EXERCISE DATA »

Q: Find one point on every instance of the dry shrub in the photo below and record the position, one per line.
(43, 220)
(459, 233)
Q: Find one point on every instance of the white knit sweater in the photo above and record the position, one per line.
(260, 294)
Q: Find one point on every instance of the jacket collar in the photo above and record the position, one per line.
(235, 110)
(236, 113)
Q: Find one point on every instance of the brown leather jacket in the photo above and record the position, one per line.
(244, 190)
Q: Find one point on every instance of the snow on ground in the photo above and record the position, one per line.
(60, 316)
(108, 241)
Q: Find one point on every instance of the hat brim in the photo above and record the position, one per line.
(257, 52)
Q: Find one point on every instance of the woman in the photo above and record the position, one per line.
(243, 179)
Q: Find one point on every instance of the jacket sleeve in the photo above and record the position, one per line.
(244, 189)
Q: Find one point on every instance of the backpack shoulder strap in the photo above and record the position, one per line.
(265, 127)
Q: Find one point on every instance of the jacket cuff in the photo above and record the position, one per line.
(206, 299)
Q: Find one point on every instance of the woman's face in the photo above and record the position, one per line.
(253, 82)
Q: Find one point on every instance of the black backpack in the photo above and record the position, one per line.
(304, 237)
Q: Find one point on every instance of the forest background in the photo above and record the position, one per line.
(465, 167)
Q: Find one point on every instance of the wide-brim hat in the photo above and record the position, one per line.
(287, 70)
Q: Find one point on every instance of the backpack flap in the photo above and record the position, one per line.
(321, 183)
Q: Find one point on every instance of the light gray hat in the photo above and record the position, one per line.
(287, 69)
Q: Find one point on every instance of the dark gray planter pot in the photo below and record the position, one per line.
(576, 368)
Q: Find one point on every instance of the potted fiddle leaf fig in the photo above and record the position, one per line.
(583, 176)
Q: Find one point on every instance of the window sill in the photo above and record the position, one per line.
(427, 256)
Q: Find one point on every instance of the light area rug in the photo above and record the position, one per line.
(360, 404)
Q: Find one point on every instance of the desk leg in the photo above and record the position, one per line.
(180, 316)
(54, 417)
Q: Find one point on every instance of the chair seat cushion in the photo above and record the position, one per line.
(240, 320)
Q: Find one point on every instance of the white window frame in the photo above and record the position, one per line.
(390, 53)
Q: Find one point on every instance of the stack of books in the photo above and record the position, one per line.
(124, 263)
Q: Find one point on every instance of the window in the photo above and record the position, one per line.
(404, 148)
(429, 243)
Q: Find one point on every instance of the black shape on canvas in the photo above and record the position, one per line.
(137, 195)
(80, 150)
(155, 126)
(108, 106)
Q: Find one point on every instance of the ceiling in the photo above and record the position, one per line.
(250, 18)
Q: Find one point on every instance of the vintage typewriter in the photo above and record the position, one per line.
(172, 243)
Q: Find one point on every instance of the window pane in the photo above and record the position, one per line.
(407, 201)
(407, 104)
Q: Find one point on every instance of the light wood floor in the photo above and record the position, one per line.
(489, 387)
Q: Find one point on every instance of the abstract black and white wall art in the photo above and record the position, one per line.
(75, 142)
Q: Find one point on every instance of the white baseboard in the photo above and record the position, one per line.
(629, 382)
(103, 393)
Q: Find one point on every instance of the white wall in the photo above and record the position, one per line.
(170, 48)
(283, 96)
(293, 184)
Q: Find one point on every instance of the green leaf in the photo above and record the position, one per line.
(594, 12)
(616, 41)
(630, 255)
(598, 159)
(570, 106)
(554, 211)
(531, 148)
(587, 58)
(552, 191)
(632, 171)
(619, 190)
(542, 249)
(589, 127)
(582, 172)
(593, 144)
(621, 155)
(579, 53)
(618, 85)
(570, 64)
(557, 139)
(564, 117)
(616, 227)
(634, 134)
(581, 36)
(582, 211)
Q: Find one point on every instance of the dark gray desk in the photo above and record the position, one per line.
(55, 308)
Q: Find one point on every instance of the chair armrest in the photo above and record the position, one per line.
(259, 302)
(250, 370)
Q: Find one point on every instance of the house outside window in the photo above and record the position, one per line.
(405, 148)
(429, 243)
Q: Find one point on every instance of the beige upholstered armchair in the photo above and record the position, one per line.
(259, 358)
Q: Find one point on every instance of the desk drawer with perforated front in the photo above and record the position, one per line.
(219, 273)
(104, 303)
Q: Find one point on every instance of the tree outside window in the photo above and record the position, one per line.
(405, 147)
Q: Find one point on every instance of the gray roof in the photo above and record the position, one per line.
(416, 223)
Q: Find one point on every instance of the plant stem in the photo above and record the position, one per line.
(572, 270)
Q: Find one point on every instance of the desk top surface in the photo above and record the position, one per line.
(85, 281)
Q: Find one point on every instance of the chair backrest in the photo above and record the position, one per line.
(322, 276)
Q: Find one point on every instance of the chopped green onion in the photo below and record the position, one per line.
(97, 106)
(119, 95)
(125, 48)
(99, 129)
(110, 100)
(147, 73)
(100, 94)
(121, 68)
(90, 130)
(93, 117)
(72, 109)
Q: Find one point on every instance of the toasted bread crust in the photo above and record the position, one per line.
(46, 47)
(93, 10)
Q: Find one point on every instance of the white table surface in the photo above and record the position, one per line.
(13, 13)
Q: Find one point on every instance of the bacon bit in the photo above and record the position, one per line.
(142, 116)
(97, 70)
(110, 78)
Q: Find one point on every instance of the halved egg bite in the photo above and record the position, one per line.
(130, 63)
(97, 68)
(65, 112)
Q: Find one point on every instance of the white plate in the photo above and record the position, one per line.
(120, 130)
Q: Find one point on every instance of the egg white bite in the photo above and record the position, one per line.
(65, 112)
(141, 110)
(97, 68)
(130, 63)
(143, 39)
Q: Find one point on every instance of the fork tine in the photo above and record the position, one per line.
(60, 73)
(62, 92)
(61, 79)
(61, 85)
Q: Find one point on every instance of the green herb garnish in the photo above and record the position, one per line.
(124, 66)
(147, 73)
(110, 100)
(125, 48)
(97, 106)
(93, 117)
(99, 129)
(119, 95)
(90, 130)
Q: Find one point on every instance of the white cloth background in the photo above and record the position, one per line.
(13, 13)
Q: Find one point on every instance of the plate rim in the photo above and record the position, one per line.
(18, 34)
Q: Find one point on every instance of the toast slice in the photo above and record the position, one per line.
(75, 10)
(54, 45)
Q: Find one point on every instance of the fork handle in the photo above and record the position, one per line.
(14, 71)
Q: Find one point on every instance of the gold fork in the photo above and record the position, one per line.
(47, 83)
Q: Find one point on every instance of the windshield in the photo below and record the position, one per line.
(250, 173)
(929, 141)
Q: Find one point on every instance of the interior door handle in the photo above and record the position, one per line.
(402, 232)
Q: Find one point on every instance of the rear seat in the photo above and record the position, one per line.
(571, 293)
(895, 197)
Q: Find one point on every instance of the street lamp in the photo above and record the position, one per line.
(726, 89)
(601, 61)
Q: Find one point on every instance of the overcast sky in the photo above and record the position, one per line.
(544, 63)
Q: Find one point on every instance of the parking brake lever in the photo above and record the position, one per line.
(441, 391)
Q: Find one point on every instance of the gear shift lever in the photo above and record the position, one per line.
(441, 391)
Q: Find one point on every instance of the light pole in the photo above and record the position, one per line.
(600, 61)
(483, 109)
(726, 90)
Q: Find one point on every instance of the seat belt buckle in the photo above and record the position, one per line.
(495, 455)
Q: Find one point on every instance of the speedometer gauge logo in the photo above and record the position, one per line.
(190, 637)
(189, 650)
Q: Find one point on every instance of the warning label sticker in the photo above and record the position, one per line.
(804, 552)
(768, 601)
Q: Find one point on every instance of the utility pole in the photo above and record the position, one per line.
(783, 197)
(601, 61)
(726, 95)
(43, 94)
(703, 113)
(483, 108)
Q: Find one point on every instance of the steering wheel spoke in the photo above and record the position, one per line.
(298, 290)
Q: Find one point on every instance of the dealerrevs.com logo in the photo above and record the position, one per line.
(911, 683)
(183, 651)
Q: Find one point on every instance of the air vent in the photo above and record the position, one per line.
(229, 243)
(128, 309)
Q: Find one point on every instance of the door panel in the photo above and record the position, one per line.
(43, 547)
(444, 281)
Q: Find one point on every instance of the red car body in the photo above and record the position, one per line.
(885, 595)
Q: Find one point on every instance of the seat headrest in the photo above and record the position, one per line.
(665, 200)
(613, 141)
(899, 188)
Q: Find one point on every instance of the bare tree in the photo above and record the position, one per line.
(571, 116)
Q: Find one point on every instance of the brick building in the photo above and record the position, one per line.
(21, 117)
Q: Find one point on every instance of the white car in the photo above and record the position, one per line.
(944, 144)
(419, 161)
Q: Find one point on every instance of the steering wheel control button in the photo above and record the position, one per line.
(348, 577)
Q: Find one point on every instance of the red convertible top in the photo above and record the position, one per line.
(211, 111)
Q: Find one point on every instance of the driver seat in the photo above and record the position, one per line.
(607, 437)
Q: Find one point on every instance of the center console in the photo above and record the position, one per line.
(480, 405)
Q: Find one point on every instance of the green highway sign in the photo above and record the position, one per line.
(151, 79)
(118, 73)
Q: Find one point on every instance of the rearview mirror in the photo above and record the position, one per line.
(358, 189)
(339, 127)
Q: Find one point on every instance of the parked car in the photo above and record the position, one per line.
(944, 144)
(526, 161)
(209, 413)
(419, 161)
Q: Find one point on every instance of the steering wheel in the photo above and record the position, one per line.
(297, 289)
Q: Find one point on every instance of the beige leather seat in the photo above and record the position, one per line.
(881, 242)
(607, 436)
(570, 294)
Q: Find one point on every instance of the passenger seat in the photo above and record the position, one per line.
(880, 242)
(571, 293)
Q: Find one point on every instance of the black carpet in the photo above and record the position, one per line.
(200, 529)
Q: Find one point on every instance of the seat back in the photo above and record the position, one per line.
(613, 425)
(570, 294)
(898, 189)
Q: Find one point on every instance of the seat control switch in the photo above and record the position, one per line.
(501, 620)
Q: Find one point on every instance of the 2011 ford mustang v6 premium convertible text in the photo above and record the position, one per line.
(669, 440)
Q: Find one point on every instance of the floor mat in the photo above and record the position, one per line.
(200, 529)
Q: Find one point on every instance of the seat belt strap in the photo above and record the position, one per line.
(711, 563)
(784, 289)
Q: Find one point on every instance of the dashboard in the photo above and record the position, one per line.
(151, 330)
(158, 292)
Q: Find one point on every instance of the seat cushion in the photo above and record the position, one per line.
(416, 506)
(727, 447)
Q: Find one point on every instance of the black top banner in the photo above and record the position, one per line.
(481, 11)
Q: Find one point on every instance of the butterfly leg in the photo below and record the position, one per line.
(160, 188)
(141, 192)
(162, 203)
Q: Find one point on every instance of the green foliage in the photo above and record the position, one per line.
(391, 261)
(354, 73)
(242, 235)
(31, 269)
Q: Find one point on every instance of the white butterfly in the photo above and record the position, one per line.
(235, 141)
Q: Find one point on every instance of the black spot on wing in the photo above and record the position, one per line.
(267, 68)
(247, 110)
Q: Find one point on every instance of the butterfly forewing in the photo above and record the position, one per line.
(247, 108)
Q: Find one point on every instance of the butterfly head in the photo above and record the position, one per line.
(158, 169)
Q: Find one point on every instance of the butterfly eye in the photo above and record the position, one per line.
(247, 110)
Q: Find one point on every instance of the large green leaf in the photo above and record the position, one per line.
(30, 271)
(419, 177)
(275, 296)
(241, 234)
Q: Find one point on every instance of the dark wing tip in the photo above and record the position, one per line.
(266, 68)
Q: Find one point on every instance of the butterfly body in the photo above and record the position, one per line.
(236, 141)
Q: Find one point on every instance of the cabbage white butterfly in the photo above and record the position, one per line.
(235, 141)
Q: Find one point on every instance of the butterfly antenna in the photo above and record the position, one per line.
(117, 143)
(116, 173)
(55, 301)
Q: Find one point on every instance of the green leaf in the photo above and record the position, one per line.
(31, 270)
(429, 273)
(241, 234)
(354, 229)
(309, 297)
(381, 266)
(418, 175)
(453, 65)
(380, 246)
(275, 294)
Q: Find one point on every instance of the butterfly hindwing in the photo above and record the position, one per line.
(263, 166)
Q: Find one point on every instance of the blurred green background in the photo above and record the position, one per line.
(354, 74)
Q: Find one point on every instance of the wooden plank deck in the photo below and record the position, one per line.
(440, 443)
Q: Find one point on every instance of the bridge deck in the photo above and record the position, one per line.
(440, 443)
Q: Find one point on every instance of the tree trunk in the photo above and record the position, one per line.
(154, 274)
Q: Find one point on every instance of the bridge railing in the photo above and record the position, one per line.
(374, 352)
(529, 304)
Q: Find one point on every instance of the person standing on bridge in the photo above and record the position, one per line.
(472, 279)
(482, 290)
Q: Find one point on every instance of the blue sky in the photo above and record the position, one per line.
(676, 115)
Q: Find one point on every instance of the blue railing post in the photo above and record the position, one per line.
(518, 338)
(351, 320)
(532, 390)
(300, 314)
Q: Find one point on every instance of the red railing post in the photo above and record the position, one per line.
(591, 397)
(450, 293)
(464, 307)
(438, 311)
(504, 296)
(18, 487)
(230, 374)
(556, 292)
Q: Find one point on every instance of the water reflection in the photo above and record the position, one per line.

WHAT TO PRODUCE »
A word-for-word restatement of the records above from the line containing "Q: Find one point on every instance of the red railing" to their final line is all the answer should hold.

EXERCISE OUTPUT »
Q: Find one point on every instance of the red railing post in the photo above and record the position, one per line.
(591, 397)
(450, 293)
(464, 307)
(438, 311)
(504, 296)
(18, 487)
(230, 374)
(556, 292)
Q: Find one point on every instance of the water reflection in the photo above and record the position, one per line.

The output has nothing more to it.